TEXT EXCERPT:
— Start —

- Title card
- Spanish: La vaca connie
- Genre: Children's television series Animation
- Created by: Josep Viciana
- Theme music composer: Josep Roig Boada
- Opening theme: "Connie the Cow"
- Ending theme: "Connie the Cow"
- Composer: Josep Roig
- Country of origin: Spain
- Original language: Spanish
- No. of seasons: 3
- No. of episodes: 44 (128 segments)

Production
- Executive producer: Cristina Brandner
- Running time: 21 minutes
- Production company: Neptuno Films

Original release
- Network: TVE 2
- Release: September 8, 2001 – 2005

= Connie the Cow =

Spanish animated children's television series created by Josep Viciana

Connie the Cow is a Spanish animated children's television series created by Josep Viciana and designed by Roman Rybakiewicz, and produced by Spain-based studio Neptuno Films for TV3. The show combined 2D cel animation for the backgrounds with 3D computer animation for the characters.

The series ran for three seasons and 44 episodes. It was broadcast in Spain from September 8, 2001, to 2005.

==Plot==
A curious young cow named Connie explores her colorful world, including her farmland, the forest, and sometimes the woods. Those adventures are often accompanied with Patch the dog, Grouch the fox, Wally the bird, or sometimes all three. The show is narrated. The series was very formulaic most of the time: Connie would be seen walking out of her shed, sometimes with her parents walking behind her, and she sets off to find her friends. When there is a problem needed to be solved during the day, Connie and her friends come up with various creative solutions to accomplish the task. Recurring and repetitive music leitmotifs play throughout the show, and are sometimes changed up to be played in different instruments. At the end of almost every episode, Connie's house during nighttime is shown, and the same image of Connie and her parents sleeping inside the shed is shown almost every time as the narrator speaks about the lesson Connie had learned from the day, depicting that she is thinking or realizing about it in her sleep, and wishes Connie sweet dreams. However, there are a few episodes where Connie is not shown sleeping at the end, due to it still being day time.

— End —

WHAT YOU WILL DO:
- A) For each statement about the Connie the Cow article, answer yes or no and quote the words from the article that decide it: (i) the characters were made with 3D computer animation; (ii) the series ran for five seasons; (iii) Connie is shown asleep at the end of every single episode.
- B) Write out the Connie the Cow article word for word from "Original release" to "2001, to 2005.".
Nothing in the listing is needed here.

SUPPLIED RECORDS:
— Start —

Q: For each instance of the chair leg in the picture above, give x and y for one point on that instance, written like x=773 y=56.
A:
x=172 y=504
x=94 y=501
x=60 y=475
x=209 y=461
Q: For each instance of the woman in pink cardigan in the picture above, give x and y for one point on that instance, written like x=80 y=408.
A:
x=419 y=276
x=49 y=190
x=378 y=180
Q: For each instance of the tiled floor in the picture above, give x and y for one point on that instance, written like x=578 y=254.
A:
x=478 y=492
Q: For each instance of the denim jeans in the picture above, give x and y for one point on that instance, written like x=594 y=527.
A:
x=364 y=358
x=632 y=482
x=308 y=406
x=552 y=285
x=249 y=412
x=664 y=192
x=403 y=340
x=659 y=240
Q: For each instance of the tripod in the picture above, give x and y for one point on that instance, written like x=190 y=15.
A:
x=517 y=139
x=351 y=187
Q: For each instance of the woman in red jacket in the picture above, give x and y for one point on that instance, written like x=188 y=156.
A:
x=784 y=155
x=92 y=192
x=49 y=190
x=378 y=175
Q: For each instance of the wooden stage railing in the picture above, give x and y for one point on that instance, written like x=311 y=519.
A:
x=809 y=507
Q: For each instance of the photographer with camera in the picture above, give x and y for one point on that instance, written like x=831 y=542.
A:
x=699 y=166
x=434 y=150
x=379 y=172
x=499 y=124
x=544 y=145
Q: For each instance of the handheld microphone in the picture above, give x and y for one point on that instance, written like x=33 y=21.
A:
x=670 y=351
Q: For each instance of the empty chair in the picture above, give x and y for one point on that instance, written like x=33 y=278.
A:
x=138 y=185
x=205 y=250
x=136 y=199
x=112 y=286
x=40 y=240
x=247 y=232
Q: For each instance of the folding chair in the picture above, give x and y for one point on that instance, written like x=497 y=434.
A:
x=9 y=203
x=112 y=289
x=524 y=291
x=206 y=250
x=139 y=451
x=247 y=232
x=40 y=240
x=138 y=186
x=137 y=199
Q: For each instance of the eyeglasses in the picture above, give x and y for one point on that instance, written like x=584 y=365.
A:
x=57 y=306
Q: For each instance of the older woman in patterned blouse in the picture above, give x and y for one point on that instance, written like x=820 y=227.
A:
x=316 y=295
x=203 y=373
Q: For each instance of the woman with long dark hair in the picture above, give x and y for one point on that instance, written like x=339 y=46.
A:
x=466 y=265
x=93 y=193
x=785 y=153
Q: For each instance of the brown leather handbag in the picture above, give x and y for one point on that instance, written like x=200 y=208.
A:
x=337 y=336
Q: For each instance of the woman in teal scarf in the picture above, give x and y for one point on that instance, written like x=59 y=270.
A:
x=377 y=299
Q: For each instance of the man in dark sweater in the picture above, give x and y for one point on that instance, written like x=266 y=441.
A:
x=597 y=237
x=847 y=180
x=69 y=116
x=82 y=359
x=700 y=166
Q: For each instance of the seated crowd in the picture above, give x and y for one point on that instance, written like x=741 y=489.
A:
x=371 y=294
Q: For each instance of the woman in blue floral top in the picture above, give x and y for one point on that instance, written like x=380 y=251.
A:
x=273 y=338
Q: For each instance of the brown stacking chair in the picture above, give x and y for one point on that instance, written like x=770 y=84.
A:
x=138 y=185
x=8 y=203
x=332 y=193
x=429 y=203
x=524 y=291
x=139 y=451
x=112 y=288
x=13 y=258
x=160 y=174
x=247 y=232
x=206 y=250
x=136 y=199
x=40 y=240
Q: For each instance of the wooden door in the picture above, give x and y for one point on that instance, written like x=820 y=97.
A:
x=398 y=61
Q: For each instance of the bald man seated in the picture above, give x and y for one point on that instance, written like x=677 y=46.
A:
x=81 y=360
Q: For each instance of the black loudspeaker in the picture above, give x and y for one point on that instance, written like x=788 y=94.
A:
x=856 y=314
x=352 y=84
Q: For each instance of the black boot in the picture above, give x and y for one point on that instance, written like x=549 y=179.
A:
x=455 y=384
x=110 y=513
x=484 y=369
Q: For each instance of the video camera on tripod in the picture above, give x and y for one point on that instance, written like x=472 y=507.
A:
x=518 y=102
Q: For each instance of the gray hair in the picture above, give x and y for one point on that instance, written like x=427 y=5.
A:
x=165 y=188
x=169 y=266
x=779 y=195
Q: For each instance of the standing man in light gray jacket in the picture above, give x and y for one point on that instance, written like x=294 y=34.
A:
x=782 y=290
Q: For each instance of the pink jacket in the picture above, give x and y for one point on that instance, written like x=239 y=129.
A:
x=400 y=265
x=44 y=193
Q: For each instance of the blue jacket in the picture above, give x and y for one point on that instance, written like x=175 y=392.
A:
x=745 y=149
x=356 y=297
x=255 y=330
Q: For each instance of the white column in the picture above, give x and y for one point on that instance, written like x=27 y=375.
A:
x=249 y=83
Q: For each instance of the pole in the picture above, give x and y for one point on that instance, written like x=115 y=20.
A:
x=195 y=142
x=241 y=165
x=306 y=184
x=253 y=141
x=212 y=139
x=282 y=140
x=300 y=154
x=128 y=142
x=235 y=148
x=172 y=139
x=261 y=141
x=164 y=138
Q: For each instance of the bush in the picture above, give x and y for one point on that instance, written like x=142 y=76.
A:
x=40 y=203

— End —

RESULTS IN ORDER:
- A)
(i) Yes: "3D computer animation for the characters"
(ii) No: "The series ran for three seasons and 44 episodes."
(iii) No: "there are a few episodes where Connie is not shown sleeping at the end"

- B)
Original release
- Network: TVE 2
- Release: September 8, 2001 – 2005

= Connie the Cow =

Spanish animated children's television series created by Josep Viciana

Connie the Cow is a Spanish animated children's television series created by Josep Viciana and designed by Roman Rybakiewicz, and produced by Spain-based studio Neptuno Films for TV3. The show combined 2D cel animation for the backgrounds with 3D computer animation for the characters.

The series ran for three seasons and 44 episodes. It was broadcast in Spain from September 8, 2001, to 2005.